▶ _DOCUMENTO_
Talvez porque, em vez de
tentar esquadrinhar o escritor
e sua obra, utiliza apenas uma
fala de um personagem de
"Dom Casmurro" para dar vazão a um rap contemporâneo.
Mzuri Sana é um trio paulistano formado pelos MCs Parteum e Secreto e pelo DJ Suissac. "Ópera Oblíqua" é o segundo CD -o primeiro, "Bairros
Cidades Estrelas Constelações", é de 2003.
Logo na introdução, o Mzuri
Sana avisa: "Segundo a tradição
machadiana, "tudo cabe na
mesma ópera'". Parteum explica a associação:
"Essa é a gênese do hip hop,
que sempre pegou fragmentos
de outros gêneros musicais. As
referências eram as mais diversas, como poetas urbanos. O
hip hop usa outros espaços que
em teoria não são dele".
E por que Machado como
ponto de partida?
"Porque todo MC deve ter esse poder de síntese e de fazer
com que o público queira ouvi-lo novamente", diz. "Muito do
que passamos tinha a ver com
um dos capítulos de "Dom Casmurro" ("Aceito a teoria'). O
Bentinho quer descobrir o
mundo. A mãe o priva de algumas coisas e o prepara para o
clero. Todo o tempo percebemos que outras pessoas tentam
tomar decisões por nós."
O Mzuri Sana faz parte de
uma geração de artistas que fazem do rap não um veículo unicamente de protesto e autocentrado, mas algo receptivo e
aberto também a amenidades.

Parte de um arquivo de dados:
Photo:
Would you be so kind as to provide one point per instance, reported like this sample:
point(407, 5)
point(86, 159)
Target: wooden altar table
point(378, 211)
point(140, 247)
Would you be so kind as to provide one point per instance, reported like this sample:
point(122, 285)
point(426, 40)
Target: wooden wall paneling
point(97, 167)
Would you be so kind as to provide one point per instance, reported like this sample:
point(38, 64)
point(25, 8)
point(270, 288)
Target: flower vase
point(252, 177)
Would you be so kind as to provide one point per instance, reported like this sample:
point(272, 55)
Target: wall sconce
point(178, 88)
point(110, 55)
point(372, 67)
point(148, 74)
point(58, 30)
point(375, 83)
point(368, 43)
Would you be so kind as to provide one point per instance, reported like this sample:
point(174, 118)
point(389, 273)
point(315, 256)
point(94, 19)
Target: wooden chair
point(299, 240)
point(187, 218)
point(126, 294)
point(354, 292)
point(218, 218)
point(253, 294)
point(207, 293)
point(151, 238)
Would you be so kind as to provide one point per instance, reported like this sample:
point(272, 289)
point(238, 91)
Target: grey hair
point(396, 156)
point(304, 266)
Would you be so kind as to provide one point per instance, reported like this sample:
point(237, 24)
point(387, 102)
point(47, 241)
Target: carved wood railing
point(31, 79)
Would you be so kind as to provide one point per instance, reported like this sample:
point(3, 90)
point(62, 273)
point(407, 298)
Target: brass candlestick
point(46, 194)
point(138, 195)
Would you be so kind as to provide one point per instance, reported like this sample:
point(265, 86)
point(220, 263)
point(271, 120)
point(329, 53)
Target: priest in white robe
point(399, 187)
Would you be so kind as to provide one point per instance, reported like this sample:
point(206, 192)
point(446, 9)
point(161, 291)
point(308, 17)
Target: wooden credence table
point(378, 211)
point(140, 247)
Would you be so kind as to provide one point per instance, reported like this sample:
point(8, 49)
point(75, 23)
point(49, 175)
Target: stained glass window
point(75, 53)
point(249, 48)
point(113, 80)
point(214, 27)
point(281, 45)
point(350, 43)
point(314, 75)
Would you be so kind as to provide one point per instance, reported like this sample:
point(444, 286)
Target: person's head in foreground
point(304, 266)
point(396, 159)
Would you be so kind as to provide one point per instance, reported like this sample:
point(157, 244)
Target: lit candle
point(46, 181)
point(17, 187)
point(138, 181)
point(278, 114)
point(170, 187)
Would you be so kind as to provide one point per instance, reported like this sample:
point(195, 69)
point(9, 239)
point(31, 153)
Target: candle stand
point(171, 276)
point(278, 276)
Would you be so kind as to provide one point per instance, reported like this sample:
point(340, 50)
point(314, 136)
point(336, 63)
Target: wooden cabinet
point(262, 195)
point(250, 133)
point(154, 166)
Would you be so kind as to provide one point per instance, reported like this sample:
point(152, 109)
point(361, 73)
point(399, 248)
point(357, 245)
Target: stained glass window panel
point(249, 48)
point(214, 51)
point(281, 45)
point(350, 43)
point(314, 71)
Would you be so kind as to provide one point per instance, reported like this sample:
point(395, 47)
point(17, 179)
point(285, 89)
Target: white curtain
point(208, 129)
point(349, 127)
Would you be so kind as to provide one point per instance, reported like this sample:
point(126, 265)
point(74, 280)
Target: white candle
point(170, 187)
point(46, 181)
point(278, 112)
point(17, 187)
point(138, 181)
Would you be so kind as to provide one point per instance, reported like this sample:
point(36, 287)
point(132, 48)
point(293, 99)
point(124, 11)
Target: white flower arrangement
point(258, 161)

▶ _O QUE FAZER_
Reproduza literalmente o trecho do texto sobre o trio Mzuri Sana que começa em "O Mzuri Sana" e vai até "também a amenidades.", incluindo essas palavras.

▶ _EM RESPOSTA_
O Mzuri Sana faz parte de
uma geração de artistas que fazem do rap não um veículo unicamente de protesto e autocentrado, mas algo receptivo e
aberto também a amenidades.